━━━ Provided entries ━━━
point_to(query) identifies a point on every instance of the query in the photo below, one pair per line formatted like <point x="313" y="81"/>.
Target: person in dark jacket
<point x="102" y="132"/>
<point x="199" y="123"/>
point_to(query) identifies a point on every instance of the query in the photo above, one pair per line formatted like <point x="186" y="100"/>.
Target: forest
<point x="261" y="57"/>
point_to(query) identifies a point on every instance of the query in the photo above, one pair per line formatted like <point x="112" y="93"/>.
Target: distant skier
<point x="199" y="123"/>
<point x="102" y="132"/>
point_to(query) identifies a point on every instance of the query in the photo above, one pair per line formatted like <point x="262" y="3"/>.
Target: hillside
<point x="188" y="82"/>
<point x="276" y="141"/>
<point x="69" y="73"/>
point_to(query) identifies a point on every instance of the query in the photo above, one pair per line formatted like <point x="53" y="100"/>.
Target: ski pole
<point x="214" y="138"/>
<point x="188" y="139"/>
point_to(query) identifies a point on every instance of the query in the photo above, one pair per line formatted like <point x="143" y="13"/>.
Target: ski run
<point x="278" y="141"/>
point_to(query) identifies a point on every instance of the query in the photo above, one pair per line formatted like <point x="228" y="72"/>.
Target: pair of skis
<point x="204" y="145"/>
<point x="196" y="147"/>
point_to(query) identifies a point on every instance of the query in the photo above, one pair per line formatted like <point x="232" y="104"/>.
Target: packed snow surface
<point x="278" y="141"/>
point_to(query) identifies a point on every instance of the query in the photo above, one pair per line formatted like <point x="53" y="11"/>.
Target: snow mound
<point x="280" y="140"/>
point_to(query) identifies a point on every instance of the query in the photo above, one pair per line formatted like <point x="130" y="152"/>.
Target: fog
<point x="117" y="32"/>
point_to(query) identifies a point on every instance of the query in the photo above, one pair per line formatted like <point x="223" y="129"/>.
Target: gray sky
━━━
Exercise requirements = Return every entry verbatim.

Answer to this task =
point_to(query) identifies a point on every instance of the query in the photo below, one pair per line formatted like <point x="313" y="81"/>.
Target: person in dark jacket
<point x="102" y="132"/>
<point x="199" y="123"/>
point_to(query) identifies a point on every instance of the query in the photo above, one pair per line formatted like <point x="186" y="100"/>.
Target: forest
<point x="261" y="57"/>
point_to(query) identifies a point on every instance of the query in the photo above, one pair per line formatted like <point x="112" y="93"/>.
Target: distant skier
<point x="199" y="123"/>
<point x="102" y="132"/>
point_to(query) identifies a point on every instance of the query in the photo above, one pair per line formatted like <point x="262" y="3"/>.
Target: hillside
<point x="188" y="82"/>
<point x="276" y="141"/>
<point x="69" y="73"/>
point_to(query) identifies a point on every instance of the query in the photo above, one pair per line formatted like <point x="53" y="100"/>.
Target: ski pole
<point x="214" y="138"/>
<point x="188" y="139"/>
point_to(query) identifies a point on every instance of the query in the photo above, one pair per line formatted like <point x="143" y="13"/>.
Target: ski run
<point x="278" y="141"/>
point_to(query) identifies a point on every instance of the query in the photo above, one pair per line formatted like <point x="228" y="72"/>.
Target: pair of skis
<point x="204" y="145"/>
<point x="196" y="147"/>
point_to(query) identifies a point on every instance of the query in the photo above, one pair per line formatted like <point x="232" y="104"/>.
Target: packed snow surface
<point x="278" y="141"/>
point_to(query) identifies a point on every instance of the query in the photo above, one pair per line formatted like <point x="53" y="11"/>.
Target: snow mound
<point x="280" y="140"/>
point_to(query) identifies a point on every instance of the query in the photo above, one pair per line formatted like <point x="130" y="152"/>.
Target: fog
<point x="117" y="32"/>
point_to(query) identifies a point on every instance of the query in the photo above, one pair per line formatted like <point x="223" y="129"/>.
Target: gray sky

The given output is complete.